[Written request] Count the lines below that contain the string "wearing", and reply with that number alone.

[Records for processing]
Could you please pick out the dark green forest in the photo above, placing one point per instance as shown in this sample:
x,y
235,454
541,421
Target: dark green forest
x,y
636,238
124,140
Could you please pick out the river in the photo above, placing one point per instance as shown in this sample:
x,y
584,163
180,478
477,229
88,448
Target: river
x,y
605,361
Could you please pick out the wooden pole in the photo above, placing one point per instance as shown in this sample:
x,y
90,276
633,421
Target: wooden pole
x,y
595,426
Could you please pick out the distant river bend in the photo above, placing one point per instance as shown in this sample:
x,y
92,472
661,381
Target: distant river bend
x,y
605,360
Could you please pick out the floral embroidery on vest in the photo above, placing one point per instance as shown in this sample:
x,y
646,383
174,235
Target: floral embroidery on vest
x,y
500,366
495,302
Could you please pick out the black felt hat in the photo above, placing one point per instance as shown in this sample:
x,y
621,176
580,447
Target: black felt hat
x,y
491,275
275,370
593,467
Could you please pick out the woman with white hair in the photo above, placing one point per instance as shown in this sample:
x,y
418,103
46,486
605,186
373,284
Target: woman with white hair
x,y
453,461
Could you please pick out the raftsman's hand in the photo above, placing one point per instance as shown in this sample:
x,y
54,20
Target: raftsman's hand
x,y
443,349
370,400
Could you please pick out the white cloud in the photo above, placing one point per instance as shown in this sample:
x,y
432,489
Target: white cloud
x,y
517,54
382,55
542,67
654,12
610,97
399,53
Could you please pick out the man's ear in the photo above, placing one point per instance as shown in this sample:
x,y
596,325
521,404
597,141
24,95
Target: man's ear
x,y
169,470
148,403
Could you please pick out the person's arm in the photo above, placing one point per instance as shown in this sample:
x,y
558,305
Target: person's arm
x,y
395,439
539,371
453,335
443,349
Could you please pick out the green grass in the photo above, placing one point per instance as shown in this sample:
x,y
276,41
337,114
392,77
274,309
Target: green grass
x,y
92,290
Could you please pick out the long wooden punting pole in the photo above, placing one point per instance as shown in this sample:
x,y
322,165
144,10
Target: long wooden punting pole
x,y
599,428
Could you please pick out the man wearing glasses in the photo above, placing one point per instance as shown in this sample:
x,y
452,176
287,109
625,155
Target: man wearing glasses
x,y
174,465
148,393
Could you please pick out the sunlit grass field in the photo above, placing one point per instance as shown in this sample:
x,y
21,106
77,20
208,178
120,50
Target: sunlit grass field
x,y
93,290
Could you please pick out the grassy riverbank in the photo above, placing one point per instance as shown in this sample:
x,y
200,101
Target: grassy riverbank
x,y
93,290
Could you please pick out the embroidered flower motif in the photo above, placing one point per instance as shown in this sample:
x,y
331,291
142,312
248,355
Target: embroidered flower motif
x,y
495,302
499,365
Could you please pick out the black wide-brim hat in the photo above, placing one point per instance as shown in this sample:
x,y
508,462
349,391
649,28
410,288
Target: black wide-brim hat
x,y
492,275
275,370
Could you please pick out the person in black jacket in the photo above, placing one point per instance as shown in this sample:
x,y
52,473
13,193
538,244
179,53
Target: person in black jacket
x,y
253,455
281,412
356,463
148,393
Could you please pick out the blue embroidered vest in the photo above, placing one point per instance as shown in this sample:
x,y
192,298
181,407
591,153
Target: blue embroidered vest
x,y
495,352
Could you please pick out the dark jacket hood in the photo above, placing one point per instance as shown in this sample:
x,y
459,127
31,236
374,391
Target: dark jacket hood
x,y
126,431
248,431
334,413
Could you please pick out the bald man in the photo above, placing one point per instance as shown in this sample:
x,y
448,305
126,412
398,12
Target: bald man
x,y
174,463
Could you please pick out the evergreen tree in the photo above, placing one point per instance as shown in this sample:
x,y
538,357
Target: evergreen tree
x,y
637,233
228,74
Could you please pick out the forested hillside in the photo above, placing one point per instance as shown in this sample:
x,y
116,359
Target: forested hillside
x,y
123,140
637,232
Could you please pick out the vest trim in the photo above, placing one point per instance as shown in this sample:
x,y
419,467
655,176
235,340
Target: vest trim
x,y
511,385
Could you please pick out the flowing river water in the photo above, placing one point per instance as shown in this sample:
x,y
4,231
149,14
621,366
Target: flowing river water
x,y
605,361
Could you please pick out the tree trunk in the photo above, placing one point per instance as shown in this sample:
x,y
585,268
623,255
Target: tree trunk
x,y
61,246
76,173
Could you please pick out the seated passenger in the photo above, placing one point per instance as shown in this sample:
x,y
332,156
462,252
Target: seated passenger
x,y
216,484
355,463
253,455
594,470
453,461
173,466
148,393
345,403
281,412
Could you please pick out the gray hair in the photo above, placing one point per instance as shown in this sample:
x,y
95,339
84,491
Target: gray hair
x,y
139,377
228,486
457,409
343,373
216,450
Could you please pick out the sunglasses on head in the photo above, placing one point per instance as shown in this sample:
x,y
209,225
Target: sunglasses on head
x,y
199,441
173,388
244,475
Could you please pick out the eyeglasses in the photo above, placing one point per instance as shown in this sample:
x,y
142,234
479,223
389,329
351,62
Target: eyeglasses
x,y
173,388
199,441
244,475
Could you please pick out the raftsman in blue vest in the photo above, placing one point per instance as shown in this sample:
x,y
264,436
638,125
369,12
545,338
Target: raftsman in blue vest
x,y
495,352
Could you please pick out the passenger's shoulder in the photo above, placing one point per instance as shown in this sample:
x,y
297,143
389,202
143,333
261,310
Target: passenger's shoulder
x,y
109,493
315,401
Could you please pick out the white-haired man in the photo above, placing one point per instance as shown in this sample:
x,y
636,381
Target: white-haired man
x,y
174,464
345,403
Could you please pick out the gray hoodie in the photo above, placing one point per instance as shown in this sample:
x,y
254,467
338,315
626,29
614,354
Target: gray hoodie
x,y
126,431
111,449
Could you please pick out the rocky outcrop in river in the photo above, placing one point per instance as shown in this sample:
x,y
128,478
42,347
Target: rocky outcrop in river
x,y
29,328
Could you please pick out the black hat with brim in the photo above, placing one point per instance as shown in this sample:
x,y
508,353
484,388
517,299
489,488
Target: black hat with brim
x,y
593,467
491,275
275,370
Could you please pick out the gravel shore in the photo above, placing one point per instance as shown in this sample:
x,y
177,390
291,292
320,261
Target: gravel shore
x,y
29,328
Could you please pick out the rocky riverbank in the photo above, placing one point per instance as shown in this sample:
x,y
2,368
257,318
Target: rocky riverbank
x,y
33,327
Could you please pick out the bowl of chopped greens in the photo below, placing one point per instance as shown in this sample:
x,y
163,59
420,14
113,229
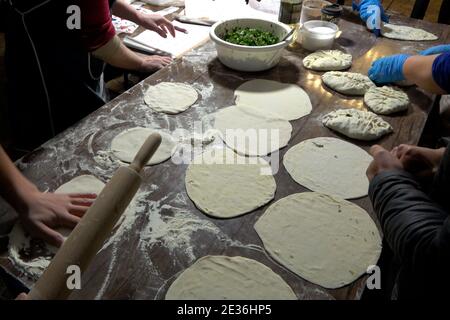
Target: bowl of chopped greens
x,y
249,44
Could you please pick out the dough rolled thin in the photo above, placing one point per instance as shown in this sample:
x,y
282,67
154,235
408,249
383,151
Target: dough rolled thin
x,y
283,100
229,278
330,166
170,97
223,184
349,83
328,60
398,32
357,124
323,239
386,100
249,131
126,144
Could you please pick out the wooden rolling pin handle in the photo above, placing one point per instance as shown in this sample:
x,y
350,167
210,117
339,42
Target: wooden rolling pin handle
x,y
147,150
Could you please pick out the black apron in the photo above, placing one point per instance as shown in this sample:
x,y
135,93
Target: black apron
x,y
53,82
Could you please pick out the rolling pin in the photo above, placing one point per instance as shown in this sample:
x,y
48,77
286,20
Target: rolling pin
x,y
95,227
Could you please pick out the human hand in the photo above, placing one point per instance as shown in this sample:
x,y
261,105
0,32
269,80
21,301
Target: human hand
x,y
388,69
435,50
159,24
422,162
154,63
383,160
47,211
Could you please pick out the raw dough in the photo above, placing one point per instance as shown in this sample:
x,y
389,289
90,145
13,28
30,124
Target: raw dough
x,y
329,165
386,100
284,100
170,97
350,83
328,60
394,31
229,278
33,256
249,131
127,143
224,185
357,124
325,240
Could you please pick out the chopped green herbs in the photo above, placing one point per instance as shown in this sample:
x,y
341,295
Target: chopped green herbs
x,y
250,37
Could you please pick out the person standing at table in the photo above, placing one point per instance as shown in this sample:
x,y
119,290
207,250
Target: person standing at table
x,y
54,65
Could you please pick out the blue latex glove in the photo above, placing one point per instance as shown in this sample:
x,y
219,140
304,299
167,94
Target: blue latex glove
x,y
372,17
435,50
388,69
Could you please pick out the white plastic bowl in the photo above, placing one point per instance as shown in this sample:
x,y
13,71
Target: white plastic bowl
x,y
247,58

==

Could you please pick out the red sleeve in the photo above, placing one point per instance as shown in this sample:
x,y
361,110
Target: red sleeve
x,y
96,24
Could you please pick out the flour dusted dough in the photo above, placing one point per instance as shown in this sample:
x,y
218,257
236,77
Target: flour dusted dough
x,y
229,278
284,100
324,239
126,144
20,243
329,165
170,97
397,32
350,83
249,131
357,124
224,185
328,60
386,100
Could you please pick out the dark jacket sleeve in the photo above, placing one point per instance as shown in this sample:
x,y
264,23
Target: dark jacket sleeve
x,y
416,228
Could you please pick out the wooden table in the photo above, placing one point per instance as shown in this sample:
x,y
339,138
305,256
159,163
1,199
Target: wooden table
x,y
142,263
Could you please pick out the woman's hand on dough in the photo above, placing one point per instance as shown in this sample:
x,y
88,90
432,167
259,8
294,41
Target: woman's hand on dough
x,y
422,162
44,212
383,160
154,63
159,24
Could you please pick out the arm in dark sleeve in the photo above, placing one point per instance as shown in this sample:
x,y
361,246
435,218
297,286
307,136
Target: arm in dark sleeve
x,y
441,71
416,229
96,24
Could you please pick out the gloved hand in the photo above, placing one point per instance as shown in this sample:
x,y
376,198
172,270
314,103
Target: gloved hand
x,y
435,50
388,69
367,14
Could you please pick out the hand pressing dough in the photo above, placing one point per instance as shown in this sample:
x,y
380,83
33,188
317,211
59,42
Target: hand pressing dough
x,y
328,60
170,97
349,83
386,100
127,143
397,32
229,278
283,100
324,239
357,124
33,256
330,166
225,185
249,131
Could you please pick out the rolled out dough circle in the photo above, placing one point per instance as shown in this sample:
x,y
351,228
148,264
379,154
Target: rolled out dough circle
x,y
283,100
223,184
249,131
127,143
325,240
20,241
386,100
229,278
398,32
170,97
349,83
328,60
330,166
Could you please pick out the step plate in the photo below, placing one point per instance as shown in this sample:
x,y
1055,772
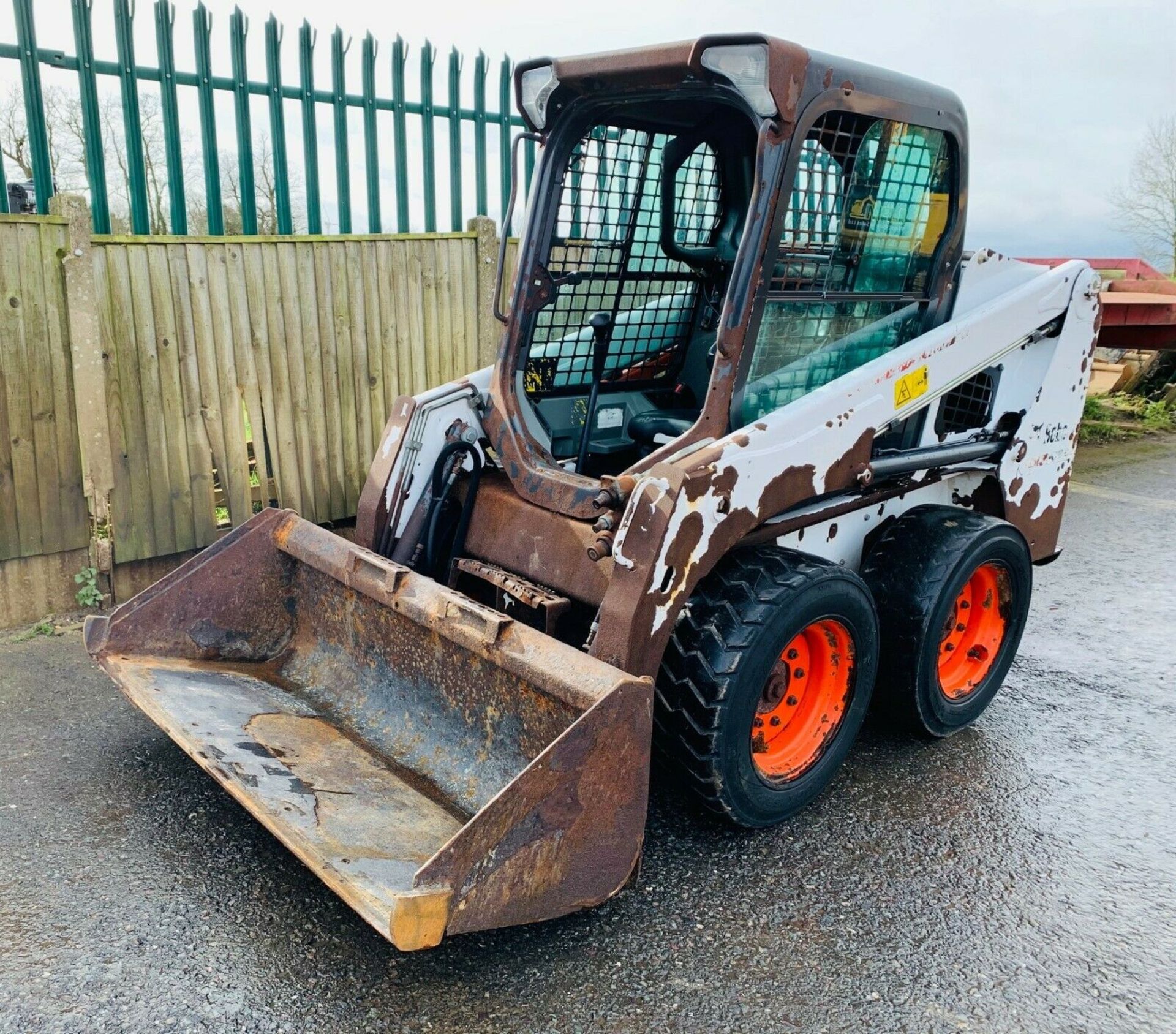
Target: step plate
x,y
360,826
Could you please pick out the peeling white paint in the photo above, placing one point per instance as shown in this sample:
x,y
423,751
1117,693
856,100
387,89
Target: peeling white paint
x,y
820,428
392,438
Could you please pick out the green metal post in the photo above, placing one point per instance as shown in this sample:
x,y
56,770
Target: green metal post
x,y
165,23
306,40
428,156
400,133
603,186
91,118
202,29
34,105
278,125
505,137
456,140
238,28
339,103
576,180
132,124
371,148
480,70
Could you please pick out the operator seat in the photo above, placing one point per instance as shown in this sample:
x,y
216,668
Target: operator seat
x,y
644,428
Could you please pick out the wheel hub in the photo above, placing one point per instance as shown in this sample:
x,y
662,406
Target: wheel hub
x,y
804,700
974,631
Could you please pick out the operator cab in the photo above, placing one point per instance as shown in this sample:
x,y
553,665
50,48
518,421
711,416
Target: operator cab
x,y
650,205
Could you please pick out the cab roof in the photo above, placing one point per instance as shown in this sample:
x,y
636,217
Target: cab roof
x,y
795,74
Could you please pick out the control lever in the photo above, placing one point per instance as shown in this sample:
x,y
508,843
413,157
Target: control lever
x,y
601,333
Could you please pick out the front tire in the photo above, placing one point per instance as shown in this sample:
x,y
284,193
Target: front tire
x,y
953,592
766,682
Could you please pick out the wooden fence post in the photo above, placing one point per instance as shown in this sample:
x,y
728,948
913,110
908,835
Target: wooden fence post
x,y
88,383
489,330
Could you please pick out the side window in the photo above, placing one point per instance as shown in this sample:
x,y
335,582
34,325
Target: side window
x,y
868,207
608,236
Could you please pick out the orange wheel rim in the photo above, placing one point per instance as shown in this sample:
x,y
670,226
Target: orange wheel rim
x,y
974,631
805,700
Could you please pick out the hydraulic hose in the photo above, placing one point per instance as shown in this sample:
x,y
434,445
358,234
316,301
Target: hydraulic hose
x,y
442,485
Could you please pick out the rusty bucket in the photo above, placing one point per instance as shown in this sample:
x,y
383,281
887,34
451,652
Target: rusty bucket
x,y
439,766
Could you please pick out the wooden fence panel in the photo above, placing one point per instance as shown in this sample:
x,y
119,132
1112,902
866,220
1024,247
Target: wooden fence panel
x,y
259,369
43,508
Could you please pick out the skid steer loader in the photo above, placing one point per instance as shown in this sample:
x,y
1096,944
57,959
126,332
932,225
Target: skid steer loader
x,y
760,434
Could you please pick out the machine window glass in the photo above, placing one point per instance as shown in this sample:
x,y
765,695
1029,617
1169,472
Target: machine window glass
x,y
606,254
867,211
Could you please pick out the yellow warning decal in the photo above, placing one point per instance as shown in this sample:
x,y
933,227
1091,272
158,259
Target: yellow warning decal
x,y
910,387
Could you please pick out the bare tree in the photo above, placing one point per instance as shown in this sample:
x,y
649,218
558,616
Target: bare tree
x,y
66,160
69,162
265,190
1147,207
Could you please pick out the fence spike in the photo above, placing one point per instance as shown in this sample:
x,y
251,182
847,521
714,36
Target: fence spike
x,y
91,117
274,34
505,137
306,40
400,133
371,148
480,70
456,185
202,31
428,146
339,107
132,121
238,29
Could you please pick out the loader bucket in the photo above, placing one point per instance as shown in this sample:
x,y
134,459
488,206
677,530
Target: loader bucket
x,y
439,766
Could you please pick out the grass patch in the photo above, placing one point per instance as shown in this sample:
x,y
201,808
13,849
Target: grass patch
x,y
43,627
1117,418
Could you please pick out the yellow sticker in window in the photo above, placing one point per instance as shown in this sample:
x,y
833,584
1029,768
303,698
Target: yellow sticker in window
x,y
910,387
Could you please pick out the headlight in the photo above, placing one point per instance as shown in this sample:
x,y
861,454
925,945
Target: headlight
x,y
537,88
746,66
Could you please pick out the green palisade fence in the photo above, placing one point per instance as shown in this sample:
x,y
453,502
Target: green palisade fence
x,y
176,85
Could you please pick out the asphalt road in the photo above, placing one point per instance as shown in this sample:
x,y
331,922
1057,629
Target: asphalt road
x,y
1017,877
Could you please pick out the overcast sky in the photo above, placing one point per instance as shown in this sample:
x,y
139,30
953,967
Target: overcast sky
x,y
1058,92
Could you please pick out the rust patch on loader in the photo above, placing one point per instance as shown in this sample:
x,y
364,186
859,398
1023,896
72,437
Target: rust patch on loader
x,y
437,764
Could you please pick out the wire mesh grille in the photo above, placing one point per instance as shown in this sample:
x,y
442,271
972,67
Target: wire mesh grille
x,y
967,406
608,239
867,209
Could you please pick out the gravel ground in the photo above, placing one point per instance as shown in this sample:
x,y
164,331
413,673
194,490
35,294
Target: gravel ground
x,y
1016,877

==

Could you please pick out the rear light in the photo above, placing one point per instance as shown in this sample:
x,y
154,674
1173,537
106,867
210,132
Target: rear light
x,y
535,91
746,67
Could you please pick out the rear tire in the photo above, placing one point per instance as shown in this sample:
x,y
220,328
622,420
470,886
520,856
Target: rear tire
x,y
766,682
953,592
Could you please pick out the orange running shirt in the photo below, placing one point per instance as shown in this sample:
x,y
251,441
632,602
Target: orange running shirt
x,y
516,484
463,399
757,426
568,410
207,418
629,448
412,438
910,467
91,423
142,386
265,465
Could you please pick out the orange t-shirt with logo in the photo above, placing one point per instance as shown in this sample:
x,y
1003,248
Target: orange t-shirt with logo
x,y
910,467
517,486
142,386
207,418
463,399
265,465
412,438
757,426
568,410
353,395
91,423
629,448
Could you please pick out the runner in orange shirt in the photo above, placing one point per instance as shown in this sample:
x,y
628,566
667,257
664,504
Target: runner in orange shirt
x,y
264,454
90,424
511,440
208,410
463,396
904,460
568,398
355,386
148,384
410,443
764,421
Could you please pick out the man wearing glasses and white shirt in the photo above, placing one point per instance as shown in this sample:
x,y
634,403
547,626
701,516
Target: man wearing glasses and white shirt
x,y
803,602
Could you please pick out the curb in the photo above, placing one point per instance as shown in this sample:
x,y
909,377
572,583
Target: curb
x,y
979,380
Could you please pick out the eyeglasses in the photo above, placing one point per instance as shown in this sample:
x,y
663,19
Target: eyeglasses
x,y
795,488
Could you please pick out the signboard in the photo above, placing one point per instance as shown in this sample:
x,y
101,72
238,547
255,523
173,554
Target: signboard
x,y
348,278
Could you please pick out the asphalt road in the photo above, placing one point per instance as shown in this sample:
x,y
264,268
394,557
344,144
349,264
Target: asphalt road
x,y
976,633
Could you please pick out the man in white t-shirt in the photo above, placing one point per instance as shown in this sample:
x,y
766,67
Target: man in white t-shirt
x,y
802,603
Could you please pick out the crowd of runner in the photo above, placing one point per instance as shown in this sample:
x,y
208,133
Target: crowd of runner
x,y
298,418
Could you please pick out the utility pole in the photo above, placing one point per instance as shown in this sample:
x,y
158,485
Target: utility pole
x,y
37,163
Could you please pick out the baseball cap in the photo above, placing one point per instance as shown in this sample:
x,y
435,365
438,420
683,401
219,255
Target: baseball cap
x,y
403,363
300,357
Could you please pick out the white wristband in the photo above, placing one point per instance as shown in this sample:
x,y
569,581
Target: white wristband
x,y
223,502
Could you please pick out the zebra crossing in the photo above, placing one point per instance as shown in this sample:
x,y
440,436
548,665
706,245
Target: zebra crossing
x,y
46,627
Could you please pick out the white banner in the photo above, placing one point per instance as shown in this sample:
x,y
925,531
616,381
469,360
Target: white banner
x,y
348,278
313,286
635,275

[Written solution] 4